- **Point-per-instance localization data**

########

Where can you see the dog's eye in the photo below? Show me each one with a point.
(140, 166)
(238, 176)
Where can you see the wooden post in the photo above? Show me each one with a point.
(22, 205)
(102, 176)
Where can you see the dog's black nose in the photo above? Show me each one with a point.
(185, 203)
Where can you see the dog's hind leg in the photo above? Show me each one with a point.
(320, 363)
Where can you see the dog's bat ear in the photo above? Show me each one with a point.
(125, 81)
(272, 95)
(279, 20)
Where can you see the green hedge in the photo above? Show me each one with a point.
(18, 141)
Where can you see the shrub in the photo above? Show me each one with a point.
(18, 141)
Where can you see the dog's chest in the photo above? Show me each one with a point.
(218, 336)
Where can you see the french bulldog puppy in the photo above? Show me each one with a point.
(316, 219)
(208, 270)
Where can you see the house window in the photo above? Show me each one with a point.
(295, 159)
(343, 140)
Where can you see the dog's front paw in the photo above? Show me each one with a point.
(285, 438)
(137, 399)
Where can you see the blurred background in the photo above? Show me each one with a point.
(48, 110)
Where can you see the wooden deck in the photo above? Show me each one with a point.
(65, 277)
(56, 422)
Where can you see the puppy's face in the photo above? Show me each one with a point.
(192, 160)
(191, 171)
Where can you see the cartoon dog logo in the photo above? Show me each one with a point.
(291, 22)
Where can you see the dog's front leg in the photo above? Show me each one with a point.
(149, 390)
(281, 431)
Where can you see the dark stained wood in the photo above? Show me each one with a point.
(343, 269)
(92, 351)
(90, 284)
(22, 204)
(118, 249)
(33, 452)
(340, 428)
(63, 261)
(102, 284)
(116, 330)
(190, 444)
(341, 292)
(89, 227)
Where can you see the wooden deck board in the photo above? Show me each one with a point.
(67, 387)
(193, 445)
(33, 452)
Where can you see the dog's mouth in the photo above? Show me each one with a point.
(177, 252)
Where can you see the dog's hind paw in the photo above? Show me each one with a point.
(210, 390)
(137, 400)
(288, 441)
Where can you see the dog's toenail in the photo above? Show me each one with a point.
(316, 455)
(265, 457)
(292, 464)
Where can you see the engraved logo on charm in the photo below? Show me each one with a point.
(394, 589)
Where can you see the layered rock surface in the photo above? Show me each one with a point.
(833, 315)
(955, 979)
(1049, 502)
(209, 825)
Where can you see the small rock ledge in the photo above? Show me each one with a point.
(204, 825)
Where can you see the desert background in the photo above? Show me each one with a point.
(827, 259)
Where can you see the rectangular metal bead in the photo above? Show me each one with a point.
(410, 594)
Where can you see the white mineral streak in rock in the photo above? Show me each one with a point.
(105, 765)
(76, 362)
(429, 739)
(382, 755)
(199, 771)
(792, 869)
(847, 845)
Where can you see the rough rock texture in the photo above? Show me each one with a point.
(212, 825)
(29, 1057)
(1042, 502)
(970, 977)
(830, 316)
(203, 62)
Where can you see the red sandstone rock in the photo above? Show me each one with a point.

########

- **HOW TO COMPLETE THIS TASK**
The records above should be transcribed in full, with no differences.

- **ANSWER SPACE**
Where can you see the dog's eye in the photo below? Show me each one with a point.
(140, 166)
(238, 176)
Where can you see the wooden post in the photo above? Show me each one with a point.
(22, 205)
(102, 176)
Where can you see the dog's black nose in the photo above? Show me each one with a point.
(185, 203)
Where can you see the dog's hind leg in the photo above? Show me each one with a point.
(320, 363)
Where can you see the dog's bat ear in the photo above? Show me each one with a point.
(125, 81)
(272, 95)
(279, 20)
Where can you see the green hedge in the photo above? Show me each one with a point.
(18, 141)
Where can you see the shrub in the photo above? Show me each one with a point.
(18, 141)
Where can you see the dog's chest in the photo above? Show me each one with a point.
(218, 336)
Where can you see the french bulldog puppy in the photo above? Show me each one with a point.
(316, 219)
(208, 270)
Where can you see the house window in the photo above? Show me each one with a point.
(295, 159)
(343, 140)
Where can you see the dog's front paw in the photo above? Show me each one with a point.
(285, 438)
(137, 399)
Where can you see the blurred background in the photo above? Show me each one with a point.
(48, 110)
Where can you see the wooden deck in the photo above? Show me each one with a point.
(65, 277)
(56, 422)
Where can you see the puppy's face in the photo above? Show me each one with a point.
(192, 160)
(191, 171)
Where can you see the cartoon dog logo in the photo above? Show me each one with a point.
(291, 22)
Where can you see the dog's front leg in the photo above? Show me each one with a point.
(149, 390)
(281, 431)
Where can you see the dark stained wood in the photo above? Show me each one with a point.
(343, 269)
(92, 351)
(90, 284)
(22, 204)
(118, 249)
(33, 452)
(340, 428)
(63, 261)
(102, 284)
(116, 330)
(190, 444)
(341, 292)
(89, 227)
Where can you see the wooden deck board in the photo above? Show me each one with a point.
(67, 387)
(193, 445)
(33, 452)
Where can you see the dog's mouth in the photo above? Show me each one with a point.
(177, 252)
Where can you see the dog's hind paw in the photo above? Show me each one with a point.
(210, 390)
(137, 400)
(288, 441)
Where can you see the dog's toenail in the photo above? Show me each one with a point.
(316, 455)
(265, 457)
(292, 464)
Where can you see the engraved logo on charm in the photo below? Show me each one with a point.
(394, 589)
Where can you see the layered rock surface in the photo above? Show me each one with a point.
(833, 315)
(955, 979)
(1049, 502)
(209, 825)
Where can you see the small rock ledge in the photo above? Show me each one with a point.
(204, 825)
Where can you see the desert background in the photo above? Show me each one with a point.
(827, 259)
Where can you see the rectangular metal bead in the photo above? Show me each one with a point.
(410, 594)
Where can you see the white mineral streak in rock in the photo above? Show me each one with a point.
(105, 765)
(76, 362)
(429, 739)
(382, 755)
(199, 771)
(792, 869)
(847, 845)
Where can you see the rough rock texture in the photo above? Show me each one with a point.
(212, 825)
(29, 1057)
(1042, 502)
(970, 977)
(830, 316)
(203, 62)
Where can you see the red sandstone rock in the photo above? Show me each one with a point.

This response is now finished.